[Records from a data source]
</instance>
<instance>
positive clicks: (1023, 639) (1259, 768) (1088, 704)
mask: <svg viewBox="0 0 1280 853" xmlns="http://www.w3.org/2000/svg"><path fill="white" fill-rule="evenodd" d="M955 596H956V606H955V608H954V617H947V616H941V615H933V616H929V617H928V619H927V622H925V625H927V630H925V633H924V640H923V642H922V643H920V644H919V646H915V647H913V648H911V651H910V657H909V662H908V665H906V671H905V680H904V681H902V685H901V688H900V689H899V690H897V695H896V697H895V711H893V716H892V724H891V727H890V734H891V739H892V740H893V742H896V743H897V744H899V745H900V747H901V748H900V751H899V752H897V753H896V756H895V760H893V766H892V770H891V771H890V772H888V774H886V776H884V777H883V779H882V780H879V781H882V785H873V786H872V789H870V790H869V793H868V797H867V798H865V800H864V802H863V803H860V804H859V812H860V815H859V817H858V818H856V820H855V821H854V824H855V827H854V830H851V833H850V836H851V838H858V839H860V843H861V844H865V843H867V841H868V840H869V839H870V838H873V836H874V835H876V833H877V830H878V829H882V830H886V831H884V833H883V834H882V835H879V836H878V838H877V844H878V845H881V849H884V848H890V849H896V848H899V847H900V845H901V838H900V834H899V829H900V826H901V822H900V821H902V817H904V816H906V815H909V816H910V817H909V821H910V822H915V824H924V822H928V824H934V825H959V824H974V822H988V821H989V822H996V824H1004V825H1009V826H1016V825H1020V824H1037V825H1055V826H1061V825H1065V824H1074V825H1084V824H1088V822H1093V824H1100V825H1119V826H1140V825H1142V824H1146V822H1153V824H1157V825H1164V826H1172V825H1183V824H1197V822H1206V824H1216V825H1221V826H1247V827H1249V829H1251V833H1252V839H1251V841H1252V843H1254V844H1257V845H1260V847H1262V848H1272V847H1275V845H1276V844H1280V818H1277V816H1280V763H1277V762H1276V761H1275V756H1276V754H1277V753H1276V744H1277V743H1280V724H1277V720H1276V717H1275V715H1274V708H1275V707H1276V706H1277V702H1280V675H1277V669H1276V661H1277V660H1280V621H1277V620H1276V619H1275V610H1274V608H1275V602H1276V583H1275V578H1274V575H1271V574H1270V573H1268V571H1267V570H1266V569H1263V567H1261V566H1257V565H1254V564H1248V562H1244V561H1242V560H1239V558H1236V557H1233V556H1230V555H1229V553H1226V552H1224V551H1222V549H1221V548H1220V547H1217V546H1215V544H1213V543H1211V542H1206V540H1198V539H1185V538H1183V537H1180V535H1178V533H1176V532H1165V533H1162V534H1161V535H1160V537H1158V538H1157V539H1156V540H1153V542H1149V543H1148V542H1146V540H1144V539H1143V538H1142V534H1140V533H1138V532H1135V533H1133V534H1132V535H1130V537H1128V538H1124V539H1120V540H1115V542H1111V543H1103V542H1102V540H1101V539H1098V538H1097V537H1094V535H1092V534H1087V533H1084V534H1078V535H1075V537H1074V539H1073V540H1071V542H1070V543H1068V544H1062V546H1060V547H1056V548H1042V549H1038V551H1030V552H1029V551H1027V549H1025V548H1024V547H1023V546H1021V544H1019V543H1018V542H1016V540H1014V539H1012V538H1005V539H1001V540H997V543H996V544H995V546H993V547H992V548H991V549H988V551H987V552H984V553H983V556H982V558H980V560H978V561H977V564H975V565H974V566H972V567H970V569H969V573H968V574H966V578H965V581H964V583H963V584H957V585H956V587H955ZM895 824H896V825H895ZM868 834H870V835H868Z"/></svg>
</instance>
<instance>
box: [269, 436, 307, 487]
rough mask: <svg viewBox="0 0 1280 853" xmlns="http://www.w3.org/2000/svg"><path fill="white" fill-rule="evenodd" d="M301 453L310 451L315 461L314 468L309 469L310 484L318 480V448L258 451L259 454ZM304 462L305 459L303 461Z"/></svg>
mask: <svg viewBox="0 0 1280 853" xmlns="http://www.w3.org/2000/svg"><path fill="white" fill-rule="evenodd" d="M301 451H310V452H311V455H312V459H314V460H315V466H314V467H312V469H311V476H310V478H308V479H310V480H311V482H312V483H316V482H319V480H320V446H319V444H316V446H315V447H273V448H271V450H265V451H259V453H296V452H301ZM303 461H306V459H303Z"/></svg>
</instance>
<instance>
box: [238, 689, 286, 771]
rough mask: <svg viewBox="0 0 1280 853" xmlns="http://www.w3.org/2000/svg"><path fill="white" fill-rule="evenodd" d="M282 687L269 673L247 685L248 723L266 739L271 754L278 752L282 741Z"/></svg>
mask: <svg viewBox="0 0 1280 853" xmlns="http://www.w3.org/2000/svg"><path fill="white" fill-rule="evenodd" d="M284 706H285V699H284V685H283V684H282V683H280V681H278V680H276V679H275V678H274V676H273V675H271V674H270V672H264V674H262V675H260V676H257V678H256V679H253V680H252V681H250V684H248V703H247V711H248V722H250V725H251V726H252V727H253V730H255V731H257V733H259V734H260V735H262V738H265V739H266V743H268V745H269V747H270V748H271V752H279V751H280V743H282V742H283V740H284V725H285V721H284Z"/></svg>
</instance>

● Action item
Rewrite the listing above with every "rough mask" changed to "coarse mask" and nothing else altered.

● Your response
</instance>
<instance>
positive clicks: (1023, 639) (1259, 768) (1088, 704)
mask: <svg viewBox="0 0 1280 853" xmlns="http://www.w3.org/2000/svg"><path fill="white" fill-rule="evenodd" d="M955 596H956V606H955V608H954V617H947V616H941V615H933V616H929V617H928V619H927V622H925V625H927V630H925V633H924V640H923V642H922V643H920V644H919V646H915V647H913V648H911V651H910V657H909V662H908V665H906V671H905V680H904V681H902V685H901V688H900V689H899V690H897V695H896V697H895V711H893V716H892V724H891V727H890V734H891V739H892V740H893V742H896V743H897V744H899V745H900V747H901V748H900V751H899V752H897V753H896V756H895V760H893V766H892V770H891V771H890V772H888V774H886V776H884V777H883V779H882V780H879V781H882V785H873V786H872V789H870V790H869V793H868V797H867V798H865V800H864V802H863V803H860V804H859V812H860V815H859V817H858V818H856V820H855V821H854V824H855V827H854V830H851V833H850V836H851V838H858V839H860V843H861V844H865V843H867V841H868V840H869V839H870V838H873V836H874V835H876V833H877V830H878V829H882V830H886V831H884V833H883V834H882V835H879V836H878V838H877V844H878V845H881V849H884V848H890V849H896V848H899V847H900V845H901V838H900V834H899V829H900V826H901V822H900V821H902V817H904V816H906V815H909V816H910V817H909V821H910V822H915V824H924V822H928V824H934V825H959V824H974V822H988V821H989V822H996V824H1004V825H1009V826H1016V825H1020V824H1037V825H1055V826H1061V825H1065V824H1074V825H1084V824H1088V822H1093V824H1100V825H1119V826H1140V825H1142V824H1146V822H1153V824H1157V825H1164V826H1172V825H1183V824H1197V822H1206V824H1216V825H1221V826H1247V827H1249V829H1251V833H1252V839H1251V841H1252V843H1254V844H1257V845H1260V847H1262V848H1272V847H1275V845H1276V844H1280V818H1277V816H1280V763H1277V762H1276V761H1275V756H1276V754H1277V753H1276V744H1277V743H1280V724H1277V720H1276V717H1275V715H1274V708H1275V707H1276V706H1277V702H1280V675H1277V669H1276V661H1277V660H1280V621H1277V620H1276V619H1275V610H1274V608H1275V602H1276V583H1275V578H1274V575H1271V574H1270V573H1268V571H1267V570H1266V569H1263V567H1261V566H1257V565H1254V564H1248V562H1244V561H1242V560H1239V558H1236V557H1233V556H1230V555H1229V553H1226V552H1224V551H1222V549H1221V548H1220V547H1217V546H1215V544H1213V543H1211V542H1206V540H1198V539H1185V538H1183V537H1180V535H1178V533H1176V532H1165V533H1162V534H1161V535H1160V537H1158V538H1157V539H1156V540H1153V542H1149V543H1148V542H1146V540H1144V539H1143V538H1142V534H1140V533H1138V532H1135V533H1133V534H1132V535H1130V537H1128V538H1124V539H1120V540H1115V542H1111V543H1103V542H1102V540H1101V539H1098V538H1097V537H1094V535H1092V534H1087V533H1084V534H1078V535H1075V537H1074V539H1073V540H1071V542H1070V543H1068V544H1062V546H1060V547H1056V548H1042V549H1038V551H1030V552H1029V551H1027V549H1025V548H1024V547H1023V546H1021V544H1019V543H1018V542H1016V540H1014V539H1012V538H1005V539H1001V540H997V543H996V544H995V546H993V547H992V548H991V549H988V551H987V552H984V553H983V556H982V558H980V560H978V561H977V564H975V565H974V566H972V567H970V569H969V573H968V574H966V578H965V581H964V583H963V584H957V585H956V587H955ZM895 824H896V825H895ZM868 834H870V835H868Z"/></svg>
</instance>
<instance>
box: [269, 436, 307, 487]
coarse mask: <svg viewBox="0 0 1280 853" xmlns="http://www.w3.org/2000/svg"><path fill="white" fill-rule="evenodd" d="M301 453L310 451L315 461L314 468L309 469L310 484L318 480V448L258 451L259 454ZM304 462L305 459L303 461Z"/></svg>
mask: <svg viewBox="0 0 1280 853" xmlns="http://www.w3.org/2000/svg"><path fill="white" fill-rule="evenodd" d="M301 451H310V452H311V455H312V459H314V460H315V466H314V467H312V469H311V476H310V478H308V479H310V480H311V482H312V483H316V482H319V480H320V446H319V444H316V446H315V447H273V448H271V450H265V451H259V453H296V452H301ZM303 461H306V459H303Z"/></svg>
</instance>
<instance>
box: [238, 689, 286, 771]
coarse mask: <svg viewBox="0 0 1280 853" xmlns="http://www.w3.org/2000/svg"><path fill="white" fill-rule="evenodd" d="M282 687L269 673L247 685L248 723L266 739L271 754L278 752L282 741Z"/></svg>
mask: <svg viewBox="0 0 1280 853" xmlns="http://www.w3.org/2000/svg"><path fill="white" fill-rule="evenodd" d="M284 706H285V699H284V685H283V684H282V683H280V681H278V680H276V679H275V678H274V676H273V675H271V674H270V672H264V674H262V675H260V676H257V678H256V679H253V680H252V681H250V684H248V703H247V711H248V722H250V725H251V726H252V727H253V730H255V731H257V733H259V734H260V735H262V738H265V739H266V743H268V745H269V747H270V748H271V752H279V751H280V743H282V742H283V740H284V725H285V721H284Z"/></svg>
</instance>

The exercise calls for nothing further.